**Stated exercise**
Reproduce the listing below verbatim, keeping every line and character unchanged.

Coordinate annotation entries
..........

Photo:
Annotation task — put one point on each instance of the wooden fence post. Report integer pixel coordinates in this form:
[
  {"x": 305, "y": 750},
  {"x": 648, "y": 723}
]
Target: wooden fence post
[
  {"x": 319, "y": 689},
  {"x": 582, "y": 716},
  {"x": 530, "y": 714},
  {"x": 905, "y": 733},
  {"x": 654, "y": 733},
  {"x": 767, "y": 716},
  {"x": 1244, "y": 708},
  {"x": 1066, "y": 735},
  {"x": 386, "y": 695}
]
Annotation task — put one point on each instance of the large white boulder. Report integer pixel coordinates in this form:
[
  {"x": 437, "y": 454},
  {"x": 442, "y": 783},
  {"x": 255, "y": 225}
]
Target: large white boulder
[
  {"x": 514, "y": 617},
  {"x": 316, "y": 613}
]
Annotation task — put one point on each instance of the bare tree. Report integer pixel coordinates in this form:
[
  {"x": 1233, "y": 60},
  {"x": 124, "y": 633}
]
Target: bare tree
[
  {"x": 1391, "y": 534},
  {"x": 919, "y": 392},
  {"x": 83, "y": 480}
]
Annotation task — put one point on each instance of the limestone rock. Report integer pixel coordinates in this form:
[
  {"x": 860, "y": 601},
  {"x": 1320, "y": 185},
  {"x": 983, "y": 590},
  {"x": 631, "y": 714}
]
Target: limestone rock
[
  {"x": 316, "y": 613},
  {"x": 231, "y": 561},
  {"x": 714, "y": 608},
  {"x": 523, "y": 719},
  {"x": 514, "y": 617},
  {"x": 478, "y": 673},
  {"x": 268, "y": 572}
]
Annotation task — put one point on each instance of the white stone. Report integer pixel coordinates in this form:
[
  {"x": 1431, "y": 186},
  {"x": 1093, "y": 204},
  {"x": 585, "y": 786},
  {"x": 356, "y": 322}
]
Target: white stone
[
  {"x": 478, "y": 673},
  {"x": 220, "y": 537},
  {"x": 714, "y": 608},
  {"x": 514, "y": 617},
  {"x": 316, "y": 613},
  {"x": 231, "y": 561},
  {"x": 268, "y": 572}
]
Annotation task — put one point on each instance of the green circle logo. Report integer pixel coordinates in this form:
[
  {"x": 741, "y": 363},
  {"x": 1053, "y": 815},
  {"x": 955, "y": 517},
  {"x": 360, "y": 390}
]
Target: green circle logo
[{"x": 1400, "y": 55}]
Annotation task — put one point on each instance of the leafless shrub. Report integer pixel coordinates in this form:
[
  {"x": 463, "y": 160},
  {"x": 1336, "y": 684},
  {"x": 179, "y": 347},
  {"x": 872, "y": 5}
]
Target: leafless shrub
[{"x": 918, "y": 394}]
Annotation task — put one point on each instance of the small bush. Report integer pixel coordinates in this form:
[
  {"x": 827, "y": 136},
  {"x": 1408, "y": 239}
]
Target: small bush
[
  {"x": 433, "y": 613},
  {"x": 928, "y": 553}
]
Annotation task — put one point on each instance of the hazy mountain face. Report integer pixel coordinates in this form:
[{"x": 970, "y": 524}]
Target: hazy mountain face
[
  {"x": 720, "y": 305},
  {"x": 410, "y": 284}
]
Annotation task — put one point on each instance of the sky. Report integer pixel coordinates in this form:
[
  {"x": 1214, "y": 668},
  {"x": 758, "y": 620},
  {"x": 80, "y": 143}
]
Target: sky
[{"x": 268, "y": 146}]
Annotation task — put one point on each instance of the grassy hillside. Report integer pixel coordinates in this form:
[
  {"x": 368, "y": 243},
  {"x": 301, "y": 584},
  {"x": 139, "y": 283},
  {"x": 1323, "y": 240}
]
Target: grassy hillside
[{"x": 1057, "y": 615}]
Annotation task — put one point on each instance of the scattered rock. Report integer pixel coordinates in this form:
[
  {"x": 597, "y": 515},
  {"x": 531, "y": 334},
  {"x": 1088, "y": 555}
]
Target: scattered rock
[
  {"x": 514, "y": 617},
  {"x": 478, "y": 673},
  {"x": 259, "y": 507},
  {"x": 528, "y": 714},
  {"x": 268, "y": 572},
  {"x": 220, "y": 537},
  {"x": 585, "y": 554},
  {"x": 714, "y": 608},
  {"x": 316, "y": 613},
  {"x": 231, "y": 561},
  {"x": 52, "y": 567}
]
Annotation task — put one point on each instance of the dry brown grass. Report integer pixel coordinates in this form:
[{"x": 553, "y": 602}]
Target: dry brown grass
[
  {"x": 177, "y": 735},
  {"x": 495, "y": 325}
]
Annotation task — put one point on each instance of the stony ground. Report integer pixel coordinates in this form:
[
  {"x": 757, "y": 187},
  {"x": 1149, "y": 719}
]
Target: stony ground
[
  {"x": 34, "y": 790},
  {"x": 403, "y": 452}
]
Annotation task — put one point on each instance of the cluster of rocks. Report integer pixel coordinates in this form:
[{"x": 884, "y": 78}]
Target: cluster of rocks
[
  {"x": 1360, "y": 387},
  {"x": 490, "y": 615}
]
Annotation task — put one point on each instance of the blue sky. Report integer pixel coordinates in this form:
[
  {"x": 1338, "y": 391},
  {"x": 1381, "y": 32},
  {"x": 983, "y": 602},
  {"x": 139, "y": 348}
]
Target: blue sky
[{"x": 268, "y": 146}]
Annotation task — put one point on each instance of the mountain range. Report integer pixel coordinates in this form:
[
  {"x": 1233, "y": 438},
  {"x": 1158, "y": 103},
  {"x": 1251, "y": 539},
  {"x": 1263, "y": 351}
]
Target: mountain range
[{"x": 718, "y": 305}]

..........

**Solution for this problem**
Photo:
Annotation task — put one point on each instance of the wooden fence post. Report integer pixel coordinates in this form:
[
  {"x": 305, "y": 750},
  {"x": 648, "y": 723}
]
Target: wooden fence post
[
  {"x": 319, "y": 689},
  {"x": 582, "y": 716},
  {"x": 530, "y": 714},
  {"x": 905, "y": 733},
  {"x": 654, "y": 733},
  {"x": 767, "y": 716},
  {"x": 1244, "y": 708},
  {"x": 1066, "y": 735},
  {"x": 386, "y": 695}
]
Annotation task — put one point on each instance of the large white boulder. Report integer pixel coordinates in this form:
[
  {"x": 437, "y": 454},
  {"x": 442, "y": 783},
  {"x": 255, "y": 225}
]
Target: large white boulder
[
  {"x": 514, "y": 617},
  {"x": 316, "y": 613}
]
Annotation task — put one point on each instance of the bare tree. Report integer pixel coordinates in this form:
[
  {"x": 1233, "y": 60},
  {"x": 124, "y": 633}
]
Target: bare tree
[
  {"x": 1391, "y": 534},
  {"x": 919, "y": 392},
  {"x": 83, "y": 480}
]
Annotation task — put one point on each instance of the limestone rock. Report integer pixel coordinates in this form:
[
  {"x": 860, "y": 601},
  {"x": 1320, "y": 185},
  {"x": 983, "y": 590},
  {"x": 631, "y": 714}
]
Target: limestone rock
[
  {"x": 316, "y": 613},
  {"x": 231, "y": 561},
  {"x": 714, "y": 608},
  {"x": 523, "y": 719},
  {"x": 514, "y": 617},
  {"x": 478, "y": 673},
  {"x": 268, "y": 572}
]
Annotation task — put one point on each instance of the white stone. Report integer pixel coordinates in this form:
[
  {"x": 1431, "y": 186},
  {"x": 1093, "y": 204},
  {"x": 585, "y": 786},
  {"x": 356, "y": 322}
]
Target: white stone
[
  {"x": 478, "y": 673},
  {"x": 220, "y": 537},
  {"x": 714, "y": 608},
  {"x": 514, "y": 617},
  {"x": 316, "y": 613},
  {"x": 231, "y": 561},
  {"x": 268, "y": 572}
]
Annotation task — put one point on each instance of the green circle logo. Report integer pixel coordinates in this form:
[
  {"x": 741, "y": 363},
  {"x": 1053, "y": 815},
  {"x": 955, "y": 517},
  {"x": 360, "y": 390}
]
Target: green circle logo
[{"x": 1400, "y": 55}]
Annotation task — put one point on each instance of the leafless shrub. Report integer pixel coordinates in this form:
[
  {"x": 463, "y": 160},
  {"x": 1336, "y": 684},
  {"x": 179, "y": 347},
  {"x": 872, "y": 5}
]
Target: leafless shrub
[{"x": 918, "y": 394}]
Annotation task — put one point on each instance of the small bush. Report integer pixel coordinates in this form:
[
  {"x": 827, "y": 136},
  {"x": 1408, "y": 239}
]
Target: small bush
[
  {"x": 433, "y": 613},
  {"x": 928, "y": 553}
]
Annotation task — put one point on each instance of the hazy mountain face. Report integer pixel coordinates in this form:
[{"x": 970, "y": 524}]
Target: hazy mountain face
[
  {"x": 720, "y": 305},
  {"x": 410, "y": 284}
]
Annotation task — put one point on each instance of the sky. Report integer pixel coordinates in this form:
[
  {"x": 1214, "y": 668},
  {"x": 758, "y": 620},
  {"x": 80, "y": 143}
]
Target: sky
[{"x": 268, "y": 146}]
Annotation task — put one point on each instance of the grassy hillside. Report integer pixel coordinates in this form:
[
  {"x": 368, "y": 243},
  {"x": 301, "y": 584},
  {"x": 139, "y": 283},
  {"x": 1323, "y": 240}
]
Target: grassy hillside
[{"x": 1057, "y": 615}]
Annotation task — put one point on each instance of the scattered rock. Report integer pixel coordinates in this form:
[
  {"x": 597, "y": 515},
  {"x": 531, "y": 334},
  {"x": 1088, "y": 555}
]
Target: scattered rock
[
  {"x": 514, "y": 617},
  {"x": 478, "y": 673},
  {"x": 259, "y": 507},
  {"x": 528, "y": 714},
  {"x": 268, "y": 572},
  {"x": 220, "y": 537},
  {"x": 585, "y": 554},
  {"x": 714, "y": 608},
  {"x": 316, "y": 613},
  {"x": 231, "y": 561},
  {"x": 52, "y": 567}
]
Annotation task — put one point on each instance of the dry brown grass. Report integer pixel coordinates in this form:
[{"x": 553, "y": 602}]
Target: dry brown grass
[
  {"x": 177, "y": 735},
  {"x": 495, "y": 325}
]
Annotation task — put one point on each instance of the stony ground. Report integer pixel coordinates in this form:
[
  {"x": 757, "y": 187},
  {"x": 1149, "y": 719}
]
Target: stony ground
[
  {"x": 34, "y": 790},
  {"x": 403, "y": 452}
]
Annotation task — put one point on each instance of the cluster of rocks. Report integer pixel coordinates in this form:
[{"x": 884, "y": 78}]
Target: cluster of rocks
[
  {"x": 1360, "y": 387},
  {"x": 490, "y": 615}
]
Annotation task — put one point on each instance of the blue sky. Report integer pixel coordinates in this form:
[
  {"x": 1338, "y": 391},
  {"x": 1381, "y": 32},
  {"x": 983, "y": 602},
  {"x": 139, "y": 348}
]
Target: blue sky
[{"x": 268, "y": 146}]
Annotation task — put one point on each instance of the mountain range. Report integer pixel coordinates in this form:
[
  {"x": 1233, "y": 438},
  {"x": 1158, "y": 103},
  {"x": 1251, "y": 539},
  {"x": 1263, "y": 351}
]
Target: mountain range
[{"x": 718, "y": 305}]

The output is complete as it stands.